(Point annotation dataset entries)
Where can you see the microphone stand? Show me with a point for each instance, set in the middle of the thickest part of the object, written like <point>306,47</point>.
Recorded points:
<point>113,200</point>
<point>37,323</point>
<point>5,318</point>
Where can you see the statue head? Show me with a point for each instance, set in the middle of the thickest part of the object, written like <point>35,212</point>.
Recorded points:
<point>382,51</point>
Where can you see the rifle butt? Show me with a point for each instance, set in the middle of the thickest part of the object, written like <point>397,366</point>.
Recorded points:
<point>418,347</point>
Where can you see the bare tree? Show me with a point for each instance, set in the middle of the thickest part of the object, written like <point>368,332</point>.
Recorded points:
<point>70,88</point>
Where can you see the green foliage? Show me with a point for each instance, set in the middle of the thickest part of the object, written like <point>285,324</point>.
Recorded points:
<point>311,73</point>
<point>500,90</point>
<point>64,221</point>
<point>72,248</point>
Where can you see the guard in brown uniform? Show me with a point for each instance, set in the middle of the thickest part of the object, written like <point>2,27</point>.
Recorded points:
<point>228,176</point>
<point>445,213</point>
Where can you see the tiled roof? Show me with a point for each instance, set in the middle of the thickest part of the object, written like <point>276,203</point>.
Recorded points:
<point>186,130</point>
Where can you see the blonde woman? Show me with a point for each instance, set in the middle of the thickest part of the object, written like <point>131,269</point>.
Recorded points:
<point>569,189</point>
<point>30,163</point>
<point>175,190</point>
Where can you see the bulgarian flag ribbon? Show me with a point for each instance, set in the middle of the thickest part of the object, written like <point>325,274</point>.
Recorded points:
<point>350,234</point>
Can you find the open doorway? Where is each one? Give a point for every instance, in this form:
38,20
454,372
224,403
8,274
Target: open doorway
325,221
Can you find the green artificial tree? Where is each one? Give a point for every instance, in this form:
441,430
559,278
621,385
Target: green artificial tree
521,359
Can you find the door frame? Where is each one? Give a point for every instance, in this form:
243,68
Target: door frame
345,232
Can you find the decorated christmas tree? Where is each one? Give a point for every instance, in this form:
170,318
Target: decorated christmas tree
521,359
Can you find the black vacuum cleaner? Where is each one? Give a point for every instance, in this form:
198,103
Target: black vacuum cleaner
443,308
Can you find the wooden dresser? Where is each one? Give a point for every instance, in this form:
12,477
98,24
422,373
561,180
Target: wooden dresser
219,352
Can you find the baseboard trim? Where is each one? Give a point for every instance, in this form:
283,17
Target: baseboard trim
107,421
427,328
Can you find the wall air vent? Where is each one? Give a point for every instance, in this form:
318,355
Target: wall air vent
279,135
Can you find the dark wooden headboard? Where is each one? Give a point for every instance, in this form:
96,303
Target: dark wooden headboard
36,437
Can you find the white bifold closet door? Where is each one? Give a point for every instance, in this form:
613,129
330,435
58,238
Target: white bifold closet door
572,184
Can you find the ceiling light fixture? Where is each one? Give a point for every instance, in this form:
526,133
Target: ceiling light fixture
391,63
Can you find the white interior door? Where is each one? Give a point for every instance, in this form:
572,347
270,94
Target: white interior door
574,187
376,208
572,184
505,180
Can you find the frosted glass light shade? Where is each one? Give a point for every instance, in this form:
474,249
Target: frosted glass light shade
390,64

WHAT NEEDS TO BE DONE
Can you copy all of the entries above word for word?

FULL SOLUTION
Where can you see the microphone stand? Show me with a point for each instance, set in the middle of the thickest part of the object, written like <point>306,47</point>.
Recorded points:
<point>113,200</point>
<point>37,323</point>
<point>5,318</point>
Where can you see the statue head? Show me with a point for each instance, set in the middle of the thickest part of the object, written like <point>35,212</point>.
Recorded points:
<point>382,51</point>
Where can you see the rifle butt? Show me with a point for each instance, set in the middle of the thickest part of the object, written like <point>397,366</point>.
Recorded points:
<point>418,347</point>
Where can you see the bare tree? Show me with a point for each instance, set in the middle of the thickest part of the object, written like <point>368,332</point>.
Recorded points:
<point>70,88</point>
Where can you see the green foliage? Show me with a point for each instance, set in the middle of the thickest part of the object, written like <point>285,324</point>.
Recorded points:
<point>311,73</point>
<point>500,90</point>
<point>64,221</point>
<point>72,248</point>
Where can you see the guard in brown uniform? Show me with a point for each instance, set in the middle of the thickest part of the object, written like <point>2,27</point>.
Recorded points:
<point>228,176</point>
<point>445,213</point>
Where can you see the tiled roof? Show me with a point for each instance, set in the middle of the thickest part of the object, written like <point>276,203</point>.
Recorded points:
<point>186,130</point>
Where can you see the blonde woman? Show me with a point for each instance, set in the middle of the thickest part of the object, written like <point>131,269</point>.
Recorded points:
<point>569,189</point>
<point>30,163</point>
<point>175,190</point>
Where can you see the bulgarian flag ribbon? Show me with a point for each instance, set in the middle of the thickest part of the object, written like <point>325,274</point>.
Recorded points:
<point>350,234</point>
Can you find the open doorway? Where is each one? Give a point for every instance, in this form:
38,20
454,372
224,403
8,274
Target: open doorway
325,221
Can you find the green artificial tree? Where is each one? Give a point for every instance, in this form:
441,430
559,278
621,385
Target: green artificial tree
521,359
Can you find the door frame? Where is each one? Give a point for every instance, in this form:
243,68
Target: door frame
345,232
Can you find the decorated christmas tree? Where is each one? Give a point for every instance, in this form:
170,318
Target: decorated christmas tree
521,359
Can you find the black vacuum cleaner? Where is each one? Give a point for every instance, in this form:
198,103
Target: black vacuum cleaner
443,308
Can you find the wooden dresser? Where is each one? Give a point for every instance, in this form:
12,477
98,24
422,373
561,180
Target: wooden dresser
219,352
Can you find the baseboard trim? Where is each one? Give a point for every instance, in this form:
283,17
Target: baseboard trim
107,421
427,328
Can you find the wall air vent? Where is each one? Give a point for every instance, in this form:
318,355
Target: wall air vent
279,135
Can you find the dark wooden headboard? Where is each one? Give a point for every instance, in this form:
96,303
Target: dark wooden headboard
36,437
Can you find the white bifold closet door? Where is each one? Give a point for every instance, in this form:
613,129
330,435
58,238
Target: white bifold closet door
572,184
Can you find the ceiling light fixture? Where is each one? Give a point for every instance, in this form:
526,133
Target: ceiling light fixture
391,63
Can you find the white interior door? Where is each one? Give a point for every instance, in this form:
572,347
270,94
Target: white interior door
574,187
376,208
572,184
505,180
Can you find the frosted glass light shade? Where is each one? Give a point for every instance, in this form:
474,249
Target: frosted glass light shade
390,64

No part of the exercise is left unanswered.